Diga se cada afirmação abaixo está de acordo com o texto, respondendo sim ou não e citando literalmente as palavras do texto que decidem a questão.
(a) Marisa nasceu em família simples.
(b) Marisa costumava dar muitas entrevistas.
(c) Os médicos anunciaram que o cérebro de Marisa morreu.

----- TEXTO DE LEITURA

Por Dora Martins, Justificando –
Cara Marisa, os médicos anunciaram que você partiu, seu cérebro morreu. Assim, já liberta dos tubos e aparelhos do hospital, sei que você agora, de onde está, pode me ouvir. Saiba que tem muita mulher triste com sua partida! Você muito significou para o Brasil e para as brasileiras ao estar sempre junto ao seu marido, quando sindicalistas e presidente da república.
Porém, mais que isso, você significa a mulher brasileira, nascida em família simples, bem perto da terra e que desde jovem pegou no batente, sem medo de viver e lutar pela vida! E você viveu. E você lutou. Você foi nossa exemplar “mulher do presidente”, você bem ocupou um palácio e deu a ele um jeito de lar brasileiro. Reclamaram que você não dava entrevista. Compararam você com outra, que tinha diplomas vários. Que bobos! Nem sabem o canto que diz que “quando canta o sabiá/sem nunca ter tido estudo/eu vejo que Deus está/por dentro daquilo tudo“! [1]
E você Marisa, como toda mulher, viveu, amou e sofreu, amargou perdas, sangrou no corpo e na alma. Dizem os mais perplexos que você foi assassinada. Não por incidente aéreo qualquer, mas pela pressão que fizeram sobre sua vida, sua paz caseira, seu jeito simples de ser mãe, companheira de seu homem, amiga de seus amigos.

----------
----- TRECHOS DE DADOS

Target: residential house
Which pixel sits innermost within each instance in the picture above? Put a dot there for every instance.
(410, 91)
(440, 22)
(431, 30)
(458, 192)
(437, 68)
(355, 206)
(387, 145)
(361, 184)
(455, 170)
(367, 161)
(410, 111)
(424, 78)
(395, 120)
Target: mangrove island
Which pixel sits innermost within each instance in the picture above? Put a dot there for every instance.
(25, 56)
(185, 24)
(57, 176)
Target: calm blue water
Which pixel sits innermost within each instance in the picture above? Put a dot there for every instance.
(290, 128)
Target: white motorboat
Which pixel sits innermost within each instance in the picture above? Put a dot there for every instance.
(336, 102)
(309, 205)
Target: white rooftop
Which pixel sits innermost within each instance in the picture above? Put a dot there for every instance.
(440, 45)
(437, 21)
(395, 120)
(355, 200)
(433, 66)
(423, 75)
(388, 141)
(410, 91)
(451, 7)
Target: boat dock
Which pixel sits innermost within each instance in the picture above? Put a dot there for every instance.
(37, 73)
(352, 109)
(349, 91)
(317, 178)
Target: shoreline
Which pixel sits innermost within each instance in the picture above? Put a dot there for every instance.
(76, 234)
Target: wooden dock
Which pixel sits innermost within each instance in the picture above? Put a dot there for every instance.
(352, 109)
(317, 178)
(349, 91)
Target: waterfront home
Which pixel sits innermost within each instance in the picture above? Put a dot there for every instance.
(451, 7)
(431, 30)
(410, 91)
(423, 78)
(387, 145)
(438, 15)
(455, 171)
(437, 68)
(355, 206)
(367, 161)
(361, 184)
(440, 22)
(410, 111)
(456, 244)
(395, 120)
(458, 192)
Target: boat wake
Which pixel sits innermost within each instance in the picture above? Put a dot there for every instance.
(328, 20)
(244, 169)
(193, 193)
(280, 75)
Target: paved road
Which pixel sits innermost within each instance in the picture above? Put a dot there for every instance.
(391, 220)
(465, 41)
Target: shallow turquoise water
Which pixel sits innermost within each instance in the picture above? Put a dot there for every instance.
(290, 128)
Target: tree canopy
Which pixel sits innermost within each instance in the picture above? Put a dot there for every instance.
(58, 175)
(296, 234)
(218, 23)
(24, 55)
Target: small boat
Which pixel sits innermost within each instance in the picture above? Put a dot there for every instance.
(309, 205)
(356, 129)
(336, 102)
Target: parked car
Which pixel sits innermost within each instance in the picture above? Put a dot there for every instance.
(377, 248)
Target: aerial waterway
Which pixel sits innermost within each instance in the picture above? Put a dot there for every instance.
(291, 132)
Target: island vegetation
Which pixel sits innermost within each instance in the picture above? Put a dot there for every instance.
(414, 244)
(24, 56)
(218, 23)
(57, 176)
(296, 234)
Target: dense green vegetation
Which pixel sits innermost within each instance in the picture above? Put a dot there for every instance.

----------

RESPOSTA DA TAREFA:
(a) Sim: "nascida em família simples, bem perto da terra".
(b) Não: "Reclamaram que você não dava entrevista."
(c) Sim: "os médicos anunciaram que você partiu, seu cérebro morreu".